# Trigger on Abolt



## sghoghunter (Aug 23, 2017)

Need a lil advice guys. I bought a browning Abolt two yrs ago and after I shot it the first time I found something wierd acting about the trigger. After you shoot it and open and close the bolt it lets the firing pin down as you close the bolt. I can open the bolt back up and push the trigger forward and it's all good to go till you shoot it again. I dealt with it last yr but I swapped stocks and want to fix it. Could it be a broke spring or could it just be gummed up and need to be cleaned?


----------



## mossyoakpro (Aug 30, 2017)

Timney makes a great trigger spring for the Abolt....very easy to do.  I would try that and go from there.  Your spring may be bad.

Last one I bought was around 40 bucks.


----------



## sghoghunter (Aug 30, 2017)

mossyoakpro said:


> Timney makes a great trigger spring for the Abolt....very easy to do.  I would try that and go from there.  Your spring may be bad.
> 
> Last one I bought was around 40 bucks.


I took the trigger assembly of the receiver last night and got it soaking in some degreaser. It seems to have just been gummed up and wouldn't let it spring back to normal


----------



## mossyoakpro (Aug 30, 2017)

sghoghunter said:


> I took the trigger assembly of the receiver last night and got it soaking in some degreaser. It seems to have just been gummed up and wouldn't let it spring back to normal



Awesome...the trigger kit makes a big difference.  It comes with a 2 # and a 4# weight I believe.


----------



## sghoghunter (Aug 30, 2017)

Oh yeah I bought one last yr. I kept the light one and gave my brother the other. I came in this afternoon and washed it out and put it in the oven to dry good and it works fine now


----------



## mossyoakpro (Aug 30, 2017)

sghoghunter said:


> Oh yeah I bought one last yr. I kept the light one and gave my brother the other. I came in this afternoon and washed it out and put it in the oven to dry good and it works fine now


----------

▸ Records supplied:
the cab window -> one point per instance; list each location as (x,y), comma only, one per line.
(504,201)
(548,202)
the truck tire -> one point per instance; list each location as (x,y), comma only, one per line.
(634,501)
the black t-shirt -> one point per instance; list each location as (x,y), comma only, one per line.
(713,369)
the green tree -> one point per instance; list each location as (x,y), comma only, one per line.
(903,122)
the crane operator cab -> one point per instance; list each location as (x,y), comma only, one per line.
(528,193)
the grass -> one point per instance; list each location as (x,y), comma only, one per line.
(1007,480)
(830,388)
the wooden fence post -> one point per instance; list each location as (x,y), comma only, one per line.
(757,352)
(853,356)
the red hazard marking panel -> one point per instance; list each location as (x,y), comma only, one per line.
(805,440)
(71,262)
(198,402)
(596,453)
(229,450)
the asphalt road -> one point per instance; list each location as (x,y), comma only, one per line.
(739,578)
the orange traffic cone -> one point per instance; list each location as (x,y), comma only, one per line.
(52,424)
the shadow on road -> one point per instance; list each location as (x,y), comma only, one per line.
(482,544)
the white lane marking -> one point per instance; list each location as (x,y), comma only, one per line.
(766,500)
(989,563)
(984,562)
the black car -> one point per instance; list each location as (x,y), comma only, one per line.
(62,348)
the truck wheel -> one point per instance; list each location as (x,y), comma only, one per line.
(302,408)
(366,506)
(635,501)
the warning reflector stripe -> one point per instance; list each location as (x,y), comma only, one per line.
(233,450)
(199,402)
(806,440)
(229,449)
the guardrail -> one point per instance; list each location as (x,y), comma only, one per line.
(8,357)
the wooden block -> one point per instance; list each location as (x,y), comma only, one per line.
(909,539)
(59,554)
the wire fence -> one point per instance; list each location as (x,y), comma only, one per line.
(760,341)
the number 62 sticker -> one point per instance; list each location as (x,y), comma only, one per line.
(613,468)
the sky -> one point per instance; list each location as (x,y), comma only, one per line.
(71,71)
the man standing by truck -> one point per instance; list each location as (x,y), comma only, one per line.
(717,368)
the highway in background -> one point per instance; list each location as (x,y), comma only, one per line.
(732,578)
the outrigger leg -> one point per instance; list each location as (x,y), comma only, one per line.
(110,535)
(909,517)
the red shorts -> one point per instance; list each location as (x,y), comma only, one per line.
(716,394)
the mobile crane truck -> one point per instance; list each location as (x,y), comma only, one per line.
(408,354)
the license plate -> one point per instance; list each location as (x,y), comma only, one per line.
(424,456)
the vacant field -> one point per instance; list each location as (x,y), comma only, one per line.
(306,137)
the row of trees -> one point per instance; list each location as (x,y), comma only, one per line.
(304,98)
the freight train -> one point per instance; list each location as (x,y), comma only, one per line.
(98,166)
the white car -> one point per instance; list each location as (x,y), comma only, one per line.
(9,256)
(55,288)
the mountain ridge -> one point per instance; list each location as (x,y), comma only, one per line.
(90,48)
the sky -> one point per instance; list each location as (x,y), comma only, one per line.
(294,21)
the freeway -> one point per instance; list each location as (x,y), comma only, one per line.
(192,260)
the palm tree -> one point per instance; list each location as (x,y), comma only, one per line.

▸ Task directions:
In the forum thread about the A-Bolt trigger, what did sghoghunter soak the trigger assembly in after taking it off the receiver? The records play no part in this exercise.

▸ Answer in full:
Degreaser.